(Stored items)
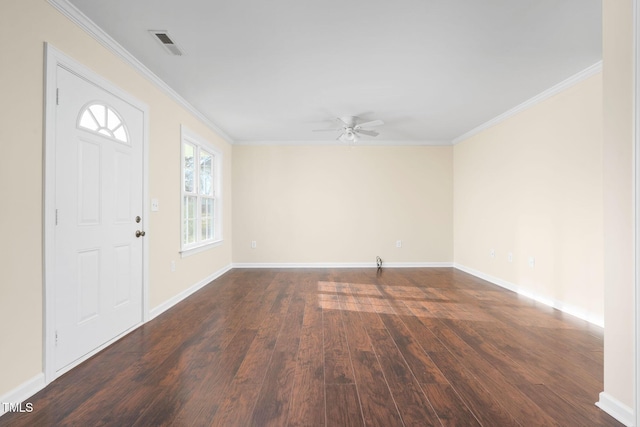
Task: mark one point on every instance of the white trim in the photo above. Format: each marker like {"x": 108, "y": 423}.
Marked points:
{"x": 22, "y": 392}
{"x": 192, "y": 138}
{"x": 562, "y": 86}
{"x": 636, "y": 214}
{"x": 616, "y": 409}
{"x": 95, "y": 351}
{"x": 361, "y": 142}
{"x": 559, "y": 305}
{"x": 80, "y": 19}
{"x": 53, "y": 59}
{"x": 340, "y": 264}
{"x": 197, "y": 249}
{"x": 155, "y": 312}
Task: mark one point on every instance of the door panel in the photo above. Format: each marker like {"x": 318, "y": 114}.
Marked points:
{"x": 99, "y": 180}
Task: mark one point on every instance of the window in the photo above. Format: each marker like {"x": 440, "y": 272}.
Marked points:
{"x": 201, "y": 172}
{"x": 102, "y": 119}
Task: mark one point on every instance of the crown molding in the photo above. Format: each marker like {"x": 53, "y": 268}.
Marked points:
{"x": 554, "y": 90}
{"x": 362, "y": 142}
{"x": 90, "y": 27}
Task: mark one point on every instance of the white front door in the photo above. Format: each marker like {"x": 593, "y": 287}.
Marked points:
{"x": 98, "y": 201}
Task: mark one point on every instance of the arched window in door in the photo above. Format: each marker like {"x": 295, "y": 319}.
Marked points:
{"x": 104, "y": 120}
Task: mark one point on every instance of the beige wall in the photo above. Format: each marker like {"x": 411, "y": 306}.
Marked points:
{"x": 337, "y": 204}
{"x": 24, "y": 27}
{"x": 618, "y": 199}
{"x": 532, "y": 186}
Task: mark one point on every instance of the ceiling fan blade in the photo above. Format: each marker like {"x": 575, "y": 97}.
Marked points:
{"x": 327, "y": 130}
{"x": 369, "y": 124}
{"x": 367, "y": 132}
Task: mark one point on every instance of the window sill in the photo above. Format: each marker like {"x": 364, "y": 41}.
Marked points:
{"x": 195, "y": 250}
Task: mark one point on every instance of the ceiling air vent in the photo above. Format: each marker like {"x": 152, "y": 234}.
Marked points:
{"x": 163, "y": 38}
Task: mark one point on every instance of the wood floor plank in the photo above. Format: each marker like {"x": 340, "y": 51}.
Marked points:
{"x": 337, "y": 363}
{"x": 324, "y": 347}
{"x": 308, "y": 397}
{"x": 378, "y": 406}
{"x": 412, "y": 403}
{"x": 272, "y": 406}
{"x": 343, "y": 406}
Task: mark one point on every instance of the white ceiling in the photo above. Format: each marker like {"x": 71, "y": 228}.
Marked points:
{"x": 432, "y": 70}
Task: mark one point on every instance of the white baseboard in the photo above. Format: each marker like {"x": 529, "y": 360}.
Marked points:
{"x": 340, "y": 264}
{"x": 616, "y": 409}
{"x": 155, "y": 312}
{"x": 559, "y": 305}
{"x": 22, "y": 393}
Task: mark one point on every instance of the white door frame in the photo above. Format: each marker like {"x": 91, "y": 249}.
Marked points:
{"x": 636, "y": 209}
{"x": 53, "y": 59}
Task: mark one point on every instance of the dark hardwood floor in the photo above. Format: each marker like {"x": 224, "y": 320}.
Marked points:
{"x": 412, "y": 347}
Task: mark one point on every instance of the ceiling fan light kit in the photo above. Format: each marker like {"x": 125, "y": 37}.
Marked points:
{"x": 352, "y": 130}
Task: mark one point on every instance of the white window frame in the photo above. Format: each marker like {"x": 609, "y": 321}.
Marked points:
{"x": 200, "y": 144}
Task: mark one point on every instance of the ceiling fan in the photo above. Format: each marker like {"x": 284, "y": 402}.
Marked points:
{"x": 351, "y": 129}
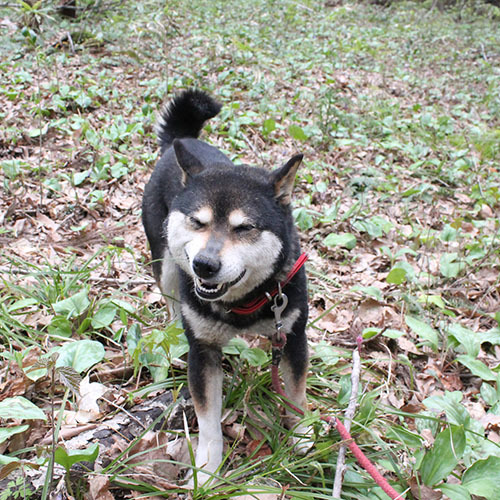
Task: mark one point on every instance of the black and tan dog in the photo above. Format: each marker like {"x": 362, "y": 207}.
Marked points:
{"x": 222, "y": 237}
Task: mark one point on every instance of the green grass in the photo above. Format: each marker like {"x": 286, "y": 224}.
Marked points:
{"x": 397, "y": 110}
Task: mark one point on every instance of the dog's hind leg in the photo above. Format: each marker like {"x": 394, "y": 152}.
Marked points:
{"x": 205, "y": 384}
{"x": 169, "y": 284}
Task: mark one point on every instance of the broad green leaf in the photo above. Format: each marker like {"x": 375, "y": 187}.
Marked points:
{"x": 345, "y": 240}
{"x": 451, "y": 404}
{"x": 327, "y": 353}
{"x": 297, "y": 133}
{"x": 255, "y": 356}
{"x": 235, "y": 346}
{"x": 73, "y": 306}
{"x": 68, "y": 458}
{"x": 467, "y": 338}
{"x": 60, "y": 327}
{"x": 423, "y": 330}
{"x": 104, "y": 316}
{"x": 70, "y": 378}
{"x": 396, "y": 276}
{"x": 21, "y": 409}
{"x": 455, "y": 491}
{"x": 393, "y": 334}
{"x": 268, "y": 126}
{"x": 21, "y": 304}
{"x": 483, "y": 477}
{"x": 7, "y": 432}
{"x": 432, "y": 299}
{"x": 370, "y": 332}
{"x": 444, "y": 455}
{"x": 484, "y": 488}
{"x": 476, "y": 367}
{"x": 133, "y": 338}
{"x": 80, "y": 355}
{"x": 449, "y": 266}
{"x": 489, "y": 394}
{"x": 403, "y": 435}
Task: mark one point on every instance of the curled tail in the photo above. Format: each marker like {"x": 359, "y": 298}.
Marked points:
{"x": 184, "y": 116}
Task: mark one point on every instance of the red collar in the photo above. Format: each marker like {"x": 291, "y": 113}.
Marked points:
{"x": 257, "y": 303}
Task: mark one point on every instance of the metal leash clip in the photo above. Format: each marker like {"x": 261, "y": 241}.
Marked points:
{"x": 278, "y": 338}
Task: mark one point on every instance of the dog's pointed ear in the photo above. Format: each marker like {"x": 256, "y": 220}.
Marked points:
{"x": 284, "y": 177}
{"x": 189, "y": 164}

**WHAT YOU WILL DO**.
Lay out the lines of the data from the one containing "Task: mark one point on every instance of the metal" through the end of the data, inclusive, as a Markdown table with the columns Row and Line. Number each line in Row, put its text in Line, and skip any blank lines.

**PROBLEM SOLUTION**.
| Row | Line |
|---|---|
| 1 | Task: mark one point on every instance of the metal leash clip in the photo above. Format: each marker like {"x": 261, "y": 241}. |
| 2 | Marked points: |
| 3 | {"x": 278, "y": 338} |
| 4 | Task: mark one point on every instance of the dog's pointed ear in the photo above. Format: each marker like {"x": 256, "y": 220}. |
| 5 | Marked points: |
| 6 | {"x": 284, "y": 177} |
| 7 | {"x": 189, "y": 164} |